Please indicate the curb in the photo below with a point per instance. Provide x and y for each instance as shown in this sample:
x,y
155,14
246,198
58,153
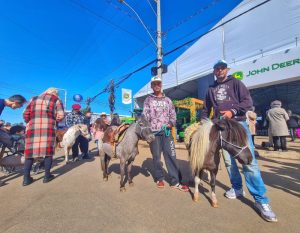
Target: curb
x,y
292,155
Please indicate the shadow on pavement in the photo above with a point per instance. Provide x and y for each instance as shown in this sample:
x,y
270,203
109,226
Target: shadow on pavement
x,y
284,176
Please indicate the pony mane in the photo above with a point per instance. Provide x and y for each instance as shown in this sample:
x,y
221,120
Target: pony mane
x,y
236,133
200,145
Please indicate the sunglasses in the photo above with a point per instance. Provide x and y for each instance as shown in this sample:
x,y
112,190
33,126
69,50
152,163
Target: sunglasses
x,y
156,83
220,68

++++++++++++++++++++

## TASK DETAILS
Duplicate the records verbatim, beginning with the line that contains "Please indicate the shadow" and continuing through the final line of the records, both ends included.

## RESULT OF THIS TASK
Please indicate the shadow on pavement in the photo above with a point per instance. Provide x and y for each instance as shown in this sample:
x,y
270,203
109,226
Target: shadow on pavement
x,y
284,176
Please indicate the pony mane in the photo above with a point per instance. Provide x and y for each instance as shown in this sample:
x,y
221,120
Target: pony mane
x,y
236,133
200,145
Please indicate the sunglasses in the photo above with a point per instance. Provide x and y for each instance as shown in this sample:
x,y
112,190
33,126
69,50
152,163
Target: sunglasses
x,y
156,83
220,68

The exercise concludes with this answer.